>> begin
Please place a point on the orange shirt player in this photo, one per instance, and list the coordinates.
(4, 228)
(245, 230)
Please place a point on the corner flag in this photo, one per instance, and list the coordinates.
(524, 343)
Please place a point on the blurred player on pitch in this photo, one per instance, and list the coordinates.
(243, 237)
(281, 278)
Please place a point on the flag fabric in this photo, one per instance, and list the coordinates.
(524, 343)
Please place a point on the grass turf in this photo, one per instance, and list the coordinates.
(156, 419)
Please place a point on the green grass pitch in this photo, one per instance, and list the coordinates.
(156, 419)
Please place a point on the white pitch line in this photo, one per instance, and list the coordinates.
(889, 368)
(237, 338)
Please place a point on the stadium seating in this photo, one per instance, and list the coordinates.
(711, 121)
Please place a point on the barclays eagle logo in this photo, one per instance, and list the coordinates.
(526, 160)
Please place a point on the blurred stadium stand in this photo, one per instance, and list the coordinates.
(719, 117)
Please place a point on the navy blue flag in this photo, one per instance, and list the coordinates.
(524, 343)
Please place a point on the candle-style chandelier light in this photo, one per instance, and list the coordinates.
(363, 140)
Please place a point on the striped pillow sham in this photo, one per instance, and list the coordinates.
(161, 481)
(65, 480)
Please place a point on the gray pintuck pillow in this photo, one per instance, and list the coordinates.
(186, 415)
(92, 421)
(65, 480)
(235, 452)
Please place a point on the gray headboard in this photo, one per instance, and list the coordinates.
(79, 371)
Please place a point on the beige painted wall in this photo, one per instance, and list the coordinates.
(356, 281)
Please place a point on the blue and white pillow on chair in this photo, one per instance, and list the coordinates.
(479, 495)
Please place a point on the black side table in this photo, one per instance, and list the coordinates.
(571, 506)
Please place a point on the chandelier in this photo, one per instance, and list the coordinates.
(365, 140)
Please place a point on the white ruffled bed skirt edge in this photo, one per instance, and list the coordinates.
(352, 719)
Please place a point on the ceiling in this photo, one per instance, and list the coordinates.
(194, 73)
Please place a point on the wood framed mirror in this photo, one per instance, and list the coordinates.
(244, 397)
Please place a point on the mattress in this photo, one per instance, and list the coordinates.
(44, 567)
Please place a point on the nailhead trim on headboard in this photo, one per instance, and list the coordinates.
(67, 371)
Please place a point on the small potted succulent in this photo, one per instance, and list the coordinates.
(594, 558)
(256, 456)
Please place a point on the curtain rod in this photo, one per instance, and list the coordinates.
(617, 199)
>> end
>> begin
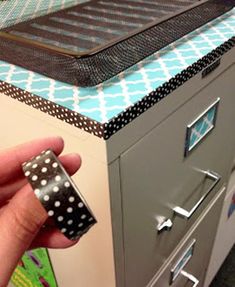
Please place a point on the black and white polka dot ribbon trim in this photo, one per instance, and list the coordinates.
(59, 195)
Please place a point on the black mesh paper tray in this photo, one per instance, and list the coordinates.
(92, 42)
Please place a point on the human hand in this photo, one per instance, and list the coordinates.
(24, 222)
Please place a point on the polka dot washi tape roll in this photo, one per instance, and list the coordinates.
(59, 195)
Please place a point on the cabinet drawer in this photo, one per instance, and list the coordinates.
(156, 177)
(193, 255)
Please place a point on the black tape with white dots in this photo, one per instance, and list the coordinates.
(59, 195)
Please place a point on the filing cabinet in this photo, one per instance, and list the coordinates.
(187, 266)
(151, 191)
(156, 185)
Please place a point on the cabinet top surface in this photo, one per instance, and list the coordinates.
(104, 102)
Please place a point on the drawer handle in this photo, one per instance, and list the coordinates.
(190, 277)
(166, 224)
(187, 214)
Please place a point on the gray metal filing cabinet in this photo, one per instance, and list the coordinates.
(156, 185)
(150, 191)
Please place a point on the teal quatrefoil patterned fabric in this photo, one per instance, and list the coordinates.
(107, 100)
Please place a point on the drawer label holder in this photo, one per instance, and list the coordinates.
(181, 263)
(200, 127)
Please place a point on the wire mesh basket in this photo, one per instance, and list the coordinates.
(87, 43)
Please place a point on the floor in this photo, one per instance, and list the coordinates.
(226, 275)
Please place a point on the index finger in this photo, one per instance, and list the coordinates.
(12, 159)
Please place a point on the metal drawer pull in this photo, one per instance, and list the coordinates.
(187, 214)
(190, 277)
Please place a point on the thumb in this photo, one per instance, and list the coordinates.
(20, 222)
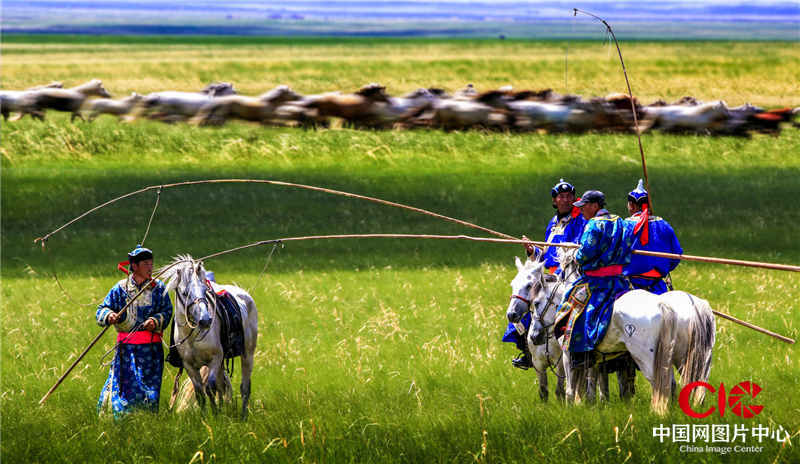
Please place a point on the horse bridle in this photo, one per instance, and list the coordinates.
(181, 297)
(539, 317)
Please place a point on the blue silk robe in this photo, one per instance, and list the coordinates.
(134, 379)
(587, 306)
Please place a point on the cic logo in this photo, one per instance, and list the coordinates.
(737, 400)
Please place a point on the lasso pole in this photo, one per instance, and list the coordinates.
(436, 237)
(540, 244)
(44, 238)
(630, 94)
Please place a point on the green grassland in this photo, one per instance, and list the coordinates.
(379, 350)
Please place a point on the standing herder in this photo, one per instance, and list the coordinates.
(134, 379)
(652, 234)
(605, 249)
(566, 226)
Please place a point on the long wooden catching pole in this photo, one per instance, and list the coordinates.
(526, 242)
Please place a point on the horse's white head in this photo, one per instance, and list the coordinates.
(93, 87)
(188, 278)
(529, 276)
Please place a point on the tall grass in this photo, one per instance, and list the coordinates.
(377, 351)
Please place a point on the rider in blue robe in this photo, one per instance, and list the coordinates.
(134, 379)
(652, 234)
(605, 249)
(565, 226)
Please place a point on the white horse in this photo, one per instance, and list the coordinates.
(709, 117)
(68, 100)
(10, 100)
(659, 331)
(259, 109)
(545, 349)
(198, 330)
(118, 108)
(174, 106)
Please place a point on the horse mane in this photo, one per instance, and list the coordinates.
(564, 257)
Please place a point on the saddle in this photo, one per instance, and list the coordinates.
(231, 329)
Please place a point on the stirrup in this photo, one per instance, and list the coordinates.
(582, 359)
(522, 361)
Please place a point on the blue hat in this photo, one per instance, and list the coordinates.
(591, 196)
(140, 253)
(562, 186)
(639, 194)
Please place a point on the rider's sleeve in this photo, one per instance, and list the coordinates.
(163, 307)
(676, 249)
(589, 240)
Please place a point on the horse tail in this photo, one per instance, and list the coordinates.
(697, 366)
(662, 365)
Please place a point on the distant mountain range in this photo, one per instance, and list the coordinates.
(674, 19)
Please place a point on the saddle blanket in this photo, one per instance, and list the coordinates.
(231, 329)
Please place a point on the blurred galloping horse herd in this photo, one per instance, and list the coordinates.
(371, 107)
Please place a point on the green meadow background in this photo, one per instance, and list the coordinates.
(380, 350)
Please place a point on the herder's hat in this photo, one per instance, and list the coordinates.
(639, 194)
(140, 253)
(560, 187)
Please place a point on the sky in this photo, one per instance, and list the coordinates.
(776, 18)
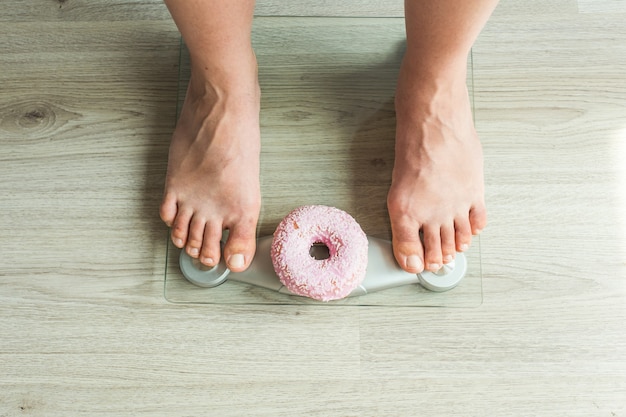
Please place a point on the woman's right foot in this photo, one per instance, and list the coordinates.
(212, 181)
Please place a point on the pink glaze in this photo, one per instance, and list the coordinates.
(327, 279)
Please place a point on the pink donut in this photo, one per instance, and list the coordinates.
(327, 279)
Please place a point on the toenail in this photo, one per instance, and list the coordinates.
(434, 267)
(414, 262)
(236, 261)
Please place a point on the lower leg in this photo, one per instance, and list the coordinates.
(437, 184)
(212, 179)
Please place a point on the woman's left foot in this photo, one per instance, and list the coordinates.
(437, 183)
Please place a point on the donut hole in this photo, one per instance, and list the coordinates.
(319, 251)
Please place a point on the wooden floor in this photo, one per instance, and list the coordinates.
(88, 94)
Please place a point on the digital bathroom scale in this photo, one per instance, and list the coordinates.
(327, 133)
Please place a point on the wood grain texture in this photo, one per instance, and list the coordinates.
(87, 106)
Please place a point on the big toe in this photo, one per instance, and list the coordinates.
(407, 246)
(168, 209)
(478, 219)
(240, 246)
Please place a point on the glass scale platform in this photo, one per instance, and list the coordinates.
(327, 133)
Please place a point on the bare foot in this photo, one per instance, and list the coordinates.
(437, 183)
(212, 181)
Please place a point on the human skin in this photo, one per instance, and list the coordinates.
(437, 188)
>> end
>> begin
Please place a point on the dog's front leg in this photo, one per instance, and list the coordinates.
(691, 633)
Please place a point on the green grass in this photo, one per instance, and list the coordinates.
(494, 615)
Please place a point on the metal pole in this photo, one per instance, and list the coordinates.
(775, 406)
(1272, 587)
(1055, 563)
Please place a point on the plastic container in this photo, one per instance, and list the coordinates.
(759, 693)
>> end
→ **Work to be completed**: State how many lines of the material contain the string "rider", treating uppercase and lowercase letters as different. Give only the number.

→ **Task answer**: 2